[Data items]
________________________
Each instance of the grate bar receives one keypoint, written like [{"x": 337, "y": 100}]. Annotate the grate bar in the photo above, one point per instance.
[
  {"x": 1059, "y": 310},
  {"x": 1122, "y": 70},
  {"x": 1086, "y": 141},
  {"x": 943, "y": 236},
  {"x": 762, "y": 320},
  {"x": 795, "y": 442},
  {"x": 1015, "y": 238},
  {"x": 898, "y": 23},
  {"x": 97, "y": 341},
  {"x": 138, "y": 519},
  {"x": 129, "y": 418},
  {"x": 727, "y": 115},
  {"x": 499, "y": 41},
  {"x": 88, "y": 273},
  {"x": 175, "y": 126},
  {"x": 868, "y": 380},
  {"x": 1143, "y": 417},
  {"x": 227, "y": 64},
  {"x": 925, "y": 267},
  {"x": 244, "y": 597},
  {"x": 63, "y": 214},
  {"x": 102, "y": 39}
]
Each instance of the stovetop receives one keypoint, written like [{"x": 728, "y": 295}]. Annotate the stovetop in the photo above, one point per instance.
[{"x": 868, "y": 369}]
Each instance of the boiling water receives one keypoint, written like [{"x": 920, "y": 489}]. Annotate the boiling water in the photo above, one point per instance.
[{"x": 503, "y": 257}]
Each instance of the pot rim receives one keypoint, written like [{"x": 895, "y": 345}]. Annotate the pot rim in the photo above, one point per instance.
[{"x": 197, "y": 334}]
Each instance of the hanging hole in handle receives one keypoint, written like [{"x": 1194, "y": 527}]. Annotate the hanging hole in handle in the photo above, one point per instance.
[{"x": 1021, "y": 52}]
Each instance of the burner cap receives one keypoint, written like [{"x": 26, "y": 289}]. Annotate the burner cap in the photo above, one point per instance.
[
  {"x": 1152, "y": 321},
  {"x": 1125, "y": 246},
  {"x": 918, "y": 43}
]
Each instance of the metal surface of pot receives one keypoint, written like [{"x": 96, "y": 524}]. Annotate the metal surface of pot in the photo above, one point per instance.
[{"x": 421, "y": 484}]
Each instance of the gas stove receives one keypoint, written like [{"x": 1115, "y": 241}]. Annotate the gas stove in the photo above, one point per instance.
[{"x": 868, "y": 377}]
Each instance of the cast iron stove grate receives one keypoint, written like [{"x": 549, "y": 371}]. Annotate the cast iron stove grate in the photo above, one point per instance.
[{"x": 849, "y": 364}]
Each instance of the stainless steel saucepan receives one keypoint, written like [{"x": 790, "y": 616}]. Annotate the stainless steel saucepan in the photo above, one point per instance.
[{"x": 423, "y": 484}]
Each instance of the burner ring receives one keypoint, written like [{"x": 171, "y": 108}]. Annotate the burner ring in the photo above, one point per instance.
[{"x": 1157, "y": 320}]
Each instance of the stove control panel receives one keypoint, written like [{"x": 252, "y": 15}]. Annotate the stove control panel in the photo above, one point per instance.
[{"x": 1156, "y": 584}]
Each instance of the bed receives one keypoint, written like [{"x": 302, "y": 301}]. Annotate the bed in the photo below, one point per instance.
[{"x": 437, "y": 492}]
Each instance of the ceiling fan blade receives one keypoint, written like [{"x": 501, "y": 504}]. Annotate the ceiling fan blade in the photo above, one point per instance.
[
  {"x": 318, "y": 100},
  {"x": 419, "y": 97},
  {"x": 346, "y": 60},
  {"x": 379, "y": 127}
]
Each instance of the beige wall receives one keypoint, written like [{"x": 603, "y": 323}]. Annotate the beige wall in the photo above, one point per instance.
________________________
- **What is needed**:
Write out exactly each line of the entries, starting at the one containing "Each instance of the stove control" and finishing with the last line.

- **Finished task**:
Each instance of the stove control panel receives one keypoint, written like [{"x": 252, "y": 15}]. Annotate the stove control panel in the photo above, one point per instance.
[{"x": 1156, "y": 584}]
Each instance of the bed receives one keypoint, written like [{"x": 302, "y": 301}]. Annotate the bed in the photo below, one point per instance.
[{"x": 437, "y": 492}]
Each instance of the ceiling fan blade receives one keypoint, written like [{"x": 501, "y": 504}]. Annotate the ceiling fan blade in the photo above, one point per instance.
[
  {"x": 318, "y": 100},
  {"x": 419, "y": 97},
  {"x": 346, "y": 60},
  {"x": 379, "y": 127}
]
Each instance of the beige wall receives one keypoint, written like [{"x": 603, "y": 323}]. Annotate the beige wall in the photo above, one point per instance.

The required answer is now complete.